#### SHORT EXERCISE:
Can you arrange all of the data below as a numbered list, leaving out any blank lines?

#### DATA PROVIDED:
------------------------------------

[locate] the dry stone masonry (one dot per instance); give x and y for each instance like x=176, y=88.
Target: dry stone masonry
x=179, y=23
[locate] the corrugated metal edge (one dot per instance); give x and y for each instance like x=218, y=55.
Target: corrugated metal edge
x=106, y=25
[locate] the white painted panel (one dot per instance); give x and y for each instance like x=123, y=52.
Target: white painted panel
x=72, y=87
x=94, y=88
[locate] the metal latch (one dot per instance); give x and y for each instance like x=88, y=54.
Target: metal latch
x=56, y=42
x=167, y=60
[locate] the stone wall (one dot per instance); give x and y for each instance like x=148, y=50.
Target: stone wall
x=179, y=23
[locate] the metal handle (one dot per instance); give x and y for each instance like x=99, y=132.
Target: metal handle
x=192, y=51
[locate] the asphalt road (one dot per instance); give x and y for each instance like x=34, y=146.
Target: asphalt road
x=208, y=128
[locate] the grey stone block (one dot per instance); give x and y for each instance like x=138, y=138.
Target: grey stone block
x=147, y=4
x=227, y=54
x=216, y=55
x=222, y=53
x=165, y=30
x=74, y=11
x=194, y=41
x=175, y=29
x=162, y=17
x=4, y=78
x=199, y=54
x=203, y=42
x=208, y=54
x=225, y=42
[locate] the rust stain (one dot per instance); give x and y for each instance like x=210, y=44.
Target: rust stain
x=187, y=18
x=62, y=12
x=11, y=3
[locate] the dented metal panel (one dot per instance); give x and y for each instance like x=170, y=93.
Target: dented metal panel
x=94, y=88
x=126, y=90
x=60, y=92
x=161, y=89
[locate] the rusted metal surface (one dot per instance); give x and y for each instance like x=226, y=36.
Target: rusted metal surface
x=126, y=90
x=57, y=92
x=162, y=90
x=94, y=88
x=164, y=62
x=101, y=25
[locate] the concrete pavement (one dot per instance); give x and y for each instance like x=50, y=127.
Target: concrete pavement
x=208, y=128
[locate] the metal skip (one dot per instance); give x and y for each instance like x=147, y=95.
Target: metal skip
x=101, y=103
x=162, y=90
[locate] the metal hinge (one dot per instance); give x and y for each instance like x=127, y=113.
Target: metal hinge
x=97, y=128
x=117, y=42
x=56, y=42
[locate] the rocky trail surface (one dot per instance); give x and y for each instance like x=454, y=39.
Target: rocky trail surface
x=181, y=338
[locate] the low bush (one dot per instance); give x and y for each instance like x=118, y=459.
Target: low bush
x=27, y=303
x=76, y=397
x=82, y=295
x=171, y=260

------------------------------------

#### SOLUTION:
1. [locate] the dry stone masonry (one dot per instance); give x and y for each instance like x=176, y=88.
2. Target: dry stone masonry
3. x=179, y=23
4. [locate] the corrugated metal edge (one dot per instance); give x and y for each instance like x=218, y=55.
5. Target: corrugated metal edge
6. x=106, y=25
7. [locate] the white painted panel (one dot per instance); give x and y for each instance like x=123, y=52.
8. Target: white painted panel
9. x=72, y=87
10. x=94, y=88
11. [locate] the metal latch (one dot per instance); give x and y for each instance like x=88, y=54.
12. Target: metal latch
13. x=56, y=42
14. x=167, y=60
15. [locate] the stone wall (one dot per instance); give x and y for each instance like x=148, y=50.
16. Target: stone wall
17. x=179, y=23
18. [locate] the metal handle (one dot per instance); give x and y for each instance like x=99, y=132.
19. Target: metal handle
20. x=192, y=51
21. [locate] the asphalt road (one dot per instance); give x and y for each instance like x=34, y=146.
22. Target: asphalt road
23. x=208, y=128
24. [locate] the grey stone block (one dot per instance); give x and y for each instance like x=138, y=138.
25. Target: grey stone block
26. x=147, y=4
27. x=227, y=54
28. x=216, y=55
29. x=222, y=53
30. x=165, y=30
31. x=74, y=11
32. x=194, y=41
33. x=175, y=29
34. x=162, y=17
35. x=4, y=78
36. x=199, y=54
37. x=203, y=42
38. x=208, y=54
39. x=225, y=42
40. [locate] the rust stain (one dot per instance); give x and y for each instance like x=210, y=44.
41. Target: rust stain
42. x=187, y=18
43. x=62, y=12
44. x=11, y=3
45. [locate] the dented metal panel (one dot per instance); give x and y for each instance like x=170, y=93.
46. Target: dented metal panel
47. x=94, y=88
48. x=126, y=90
49. x=60, y=92
50. x=161, y=89
51. [locate] the rusted metal surface (one dot per instance); give x and y for each instance like x=226, y=36.
52. Target: rusted metal surface
53. x=126, y=90
54. x=57, y=92
55. x=162, y=90
56. x=94, y=88
57. x=164, y=62
58. x=101, y=25
59. [locate] the concrete pavement (one dot per instance); give x and y for each instance like x=50, y=127.
60. Target: concrete pavement
61. x=208, y=128
62. [locate] the metal skip (one dot per instance); give x and y for each instance like x=147, y=95.
63. Target: metal skip
64. x=101, y=103
65. x=162, y=90
66. [locate] the metal hinge (one dot per instance); give x and y for each instance like x=127, y=113.
67. Target: metal hinge
68. x=97, y=128
69. x=117, y=42
70. x=56, y=42
71. [locate] the rocky trail surface (one dot per instance); give x and y for each instance like x=454, y=39.
72. Target: rocky trail surface
73. x=181, y=338
74. [locate] the low bush (one dot per instance); give x and y for each instance like x=118, y=459.
75. Target: low bush
76. x=27, y=303
77. x=76, y=397
78. x=82, y=295
79. x=171, y=260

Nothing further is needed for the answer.